Required work:
**A.** From the article about the refugee photo project, copy word for word the passage starting with "Sowing seeds of" and going on through "February 24, 2022.".
**B.** Check each statement against the article about the refugee photo project. For each, answer yes or no and quote the words from the article that settle it. (i) Saurabh Narang was born and raised in Delhi. (ii) The project documents Ukrainian refugees who fled to Berlin. (iii) Narang has been involved in photography for twenty years.
**C.** Summarize the article about the refugee photo project in two sentences.

Segment Start: Supplied text

Hyderabad

Sowing seeds of hope

Shrimansi Kaushik

HYDERABAD: Inspired by the viral video of a Ukrainian woman offering sunflower seeds to Russian soldiers so that ‘sunflowers grow, when people die’ photographer Saurabh Narang started a  multimedia art project titled, ‘Sunflowers Will Still Grow.’ The project documents the stories of Ukrainian refugees who fled to Gummersbach, Germany after the Russia-Ukraine war started on February 24, 2022. 

Narang, an award-winning Indian visual storyteller, collaborated with Anastasiia Reshetnyk, a Ukrainian refugee in Gummersbach, who helped him establish communication with the refugees, translate their stories into English and do the writing for the project. Born and brought up in Delhi, Saurabh has been into photography for the past ten years. Through this project, the banker-turned-photographer aims to preserve cultural stories that serve as important visual evidence in the history of human culture and migration. 

Anastasiia Reshetnyk

“This project sanctifies the life of Ukrainians in times of war and sheds light on how people continue to live by their culture despite difficulties. The project raises pressing social issues of interpersonal relationships. It helps people get acquainted with Ukrainian culture and also, perhaps, find answers to their pressing questions. How Ukrainians dress, cook, communicate, think, raise their children, observe traditions and forgive—one can learn all this, thanks to the heroes of the ‘Sunflowers will still grow’ project,” said Anastasiia.

Segment End: Supplied text
Segment Start: Extracted records

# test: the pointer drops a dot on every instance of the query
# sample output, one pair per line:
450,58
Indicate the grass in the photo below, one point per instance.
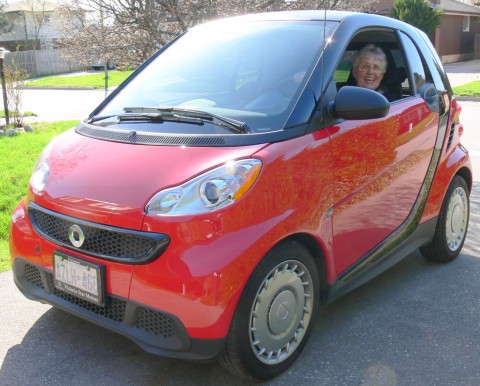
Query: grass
468,89
95,80
18,157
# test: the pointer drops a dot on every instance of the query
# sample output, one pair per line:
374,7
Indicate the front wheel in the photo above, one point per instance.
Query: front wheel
274,315
452,223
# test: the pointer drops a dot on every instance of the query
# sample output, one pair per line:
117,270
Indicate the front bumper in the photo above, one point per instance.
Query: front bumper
155,331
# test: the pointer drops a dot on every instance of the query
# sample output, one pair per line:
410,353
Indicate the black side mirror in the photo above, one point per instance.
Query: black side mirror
359,103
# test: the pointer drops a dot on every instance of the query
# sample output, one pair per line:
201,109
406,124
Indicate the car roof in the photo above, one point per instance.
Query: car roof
303,15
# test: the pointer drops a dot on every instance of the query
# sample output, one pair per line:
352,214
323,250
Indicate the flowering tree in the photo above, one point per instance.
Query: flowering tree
129,31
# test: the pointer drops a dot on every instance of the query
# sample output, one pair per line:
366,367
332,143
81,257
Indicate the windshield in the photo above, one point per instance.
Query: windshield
252,72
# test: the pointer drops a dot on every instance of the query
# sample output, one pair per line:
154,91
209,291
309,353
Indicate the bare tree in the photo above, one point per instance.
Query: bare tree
129,31
33,19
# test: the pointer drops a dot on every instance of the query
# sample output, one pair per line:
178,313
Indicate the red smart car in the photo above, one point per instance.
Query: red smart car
240,178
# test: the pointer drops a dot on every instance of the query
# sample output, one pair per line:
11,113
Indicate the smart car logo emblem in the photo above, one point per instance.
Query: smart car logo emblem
76,236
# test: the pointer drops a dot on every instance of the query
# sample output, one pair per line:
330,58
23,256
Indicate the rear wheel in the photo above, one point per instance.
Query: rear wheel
274,315
452,223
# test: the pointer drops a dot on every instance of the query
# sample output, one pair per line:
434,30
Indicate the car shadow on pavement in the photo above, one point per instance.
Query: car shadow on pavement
418,323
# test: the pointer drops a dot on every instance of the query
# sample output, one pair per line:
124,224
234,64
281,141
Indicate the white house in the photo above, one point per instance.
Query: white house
33,25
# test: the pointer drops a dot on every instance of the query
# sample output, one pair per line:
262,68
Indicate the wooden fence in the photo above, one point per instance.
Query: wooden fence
44,62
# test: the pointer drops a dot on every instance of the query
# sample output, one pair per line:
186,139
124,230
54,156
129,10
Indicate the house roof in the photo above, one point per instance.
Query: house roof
451,6
31,6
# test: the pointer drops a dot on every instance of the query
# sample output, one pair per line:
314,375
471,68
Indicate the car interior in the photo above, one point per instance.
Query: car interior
395,80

Segment End: Extracted records

Solutions to the exercise:
**A.**
Sowing seeds of hope

Shrimansi Kaushik

HYDERABAD: Inspired by the viral video of a Ukrainian woman offering sunflower seeds to Russian soldiers so that ‘sunflowers grow, when people die’ photographer Saurabh Narang started a  multimedia art project titled, ‘Sunflowers Will Still Grow.’ The project documents the stories of Ukrainian refugees who fled to Gummersbach, Germany after the Russia-Ukraine war started on February 24, 2022.

**B.**
(i) Yes: "Born and brought up in Delhi, Saurabh has been into photography for the past ten years."
(ii) No: "The project documents the stories of Ukrainian refugees who fled to Gummersbach, Germany"
(iii) No: "Saurabh has been into photography for the past ten years."

**C.** Photographer Saurabh Narang started the multimedia art project "Sunflowers Will Still Grow" after seeing a viral video of a Ukrainian woman offering sunflower seeds to Russian soldiers. The project documents Ukrainian refugees who fled to Gummersbach, Germany, after the war began, and it was made with Anastasiia Reshetnyk, who helped with communication, translation and writing.